• **Stated exercise**: Show each line of the records that contains the string "every".
- - -
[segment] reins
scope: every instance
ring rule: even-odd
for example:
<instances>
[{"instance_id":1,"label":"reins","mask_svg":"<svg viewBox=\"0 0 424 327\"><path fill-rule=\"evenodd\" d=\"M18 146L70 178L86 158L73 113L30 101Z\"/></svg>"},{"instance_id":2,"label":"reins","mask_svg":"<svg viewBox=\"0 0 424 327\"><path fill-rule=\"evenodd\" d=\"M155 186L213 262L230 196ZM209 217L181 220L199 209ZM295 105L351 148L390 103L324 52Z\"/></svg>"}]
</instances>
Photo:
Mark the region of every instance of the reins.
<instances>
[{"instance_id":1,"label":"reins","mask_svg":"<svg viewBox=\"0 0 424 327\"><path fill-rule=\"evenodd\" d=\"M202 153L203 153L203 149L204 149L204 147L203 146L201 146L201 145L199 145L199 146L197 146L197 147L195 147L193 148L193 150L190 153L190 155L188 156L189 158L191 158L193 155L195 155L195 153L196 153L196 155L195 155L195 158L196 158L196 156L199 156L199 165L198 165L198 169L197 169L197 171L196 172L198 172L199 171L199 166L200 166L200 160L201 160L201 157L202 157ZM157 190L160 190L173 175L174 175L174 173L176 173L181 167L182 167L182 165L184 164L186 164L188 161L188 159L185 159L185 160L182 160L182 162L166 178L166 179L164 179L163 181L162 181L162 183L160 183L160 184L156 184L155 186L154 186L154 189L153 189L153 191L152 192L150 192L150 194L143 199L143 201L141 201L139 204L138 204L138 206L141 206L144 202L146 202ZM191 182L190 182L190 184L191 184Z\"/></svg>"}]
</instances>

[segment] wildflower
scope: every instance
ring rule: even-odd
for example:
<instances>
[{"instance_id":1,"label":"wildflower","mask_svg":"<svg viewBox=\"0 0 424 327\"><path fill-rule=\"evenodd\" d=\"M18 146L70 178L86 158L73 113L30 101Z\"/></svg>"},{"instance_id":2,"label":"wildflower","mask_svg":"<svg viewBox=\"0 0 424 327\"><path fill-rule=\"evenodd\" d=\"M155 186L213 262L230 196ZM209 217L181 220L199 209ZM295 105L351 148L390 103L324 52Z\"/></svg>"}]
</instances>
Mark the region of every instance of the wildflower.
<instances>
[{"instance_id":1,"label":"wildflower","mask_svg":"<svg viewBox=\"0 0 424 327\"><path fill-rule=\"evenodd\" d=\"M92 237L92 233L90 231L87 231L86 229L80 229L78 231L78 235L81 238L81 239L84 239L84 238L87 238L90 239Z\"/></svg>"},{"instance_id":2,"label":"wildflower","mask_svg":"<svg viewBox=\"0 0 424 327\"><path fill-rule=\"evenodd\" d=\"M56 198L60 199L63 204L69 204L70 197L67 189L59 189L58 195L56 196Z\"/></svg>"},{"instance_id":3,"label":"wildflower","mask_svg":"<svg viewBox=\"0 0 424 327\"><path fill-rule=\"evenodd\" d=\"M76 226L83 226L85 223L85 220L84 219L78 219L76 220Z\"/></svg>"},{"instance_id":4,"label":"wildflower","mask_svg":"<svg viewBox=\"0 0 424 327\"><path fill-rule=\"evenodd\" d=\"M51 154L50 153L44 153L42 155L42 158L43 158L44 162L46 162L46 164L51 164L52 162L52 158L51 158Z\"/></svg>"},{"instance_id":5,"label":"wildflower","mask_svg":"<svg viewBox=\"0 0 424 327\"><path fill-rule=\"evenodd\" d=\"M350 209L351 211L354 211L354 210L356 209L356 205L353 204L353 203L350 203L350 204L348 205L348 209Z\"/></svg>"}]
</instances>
- - -
• **Answer to the task**:
scope: every instance
Mark the region of every instance of the reins.
scope: every instance
Mark the region of every instance of the wildflower.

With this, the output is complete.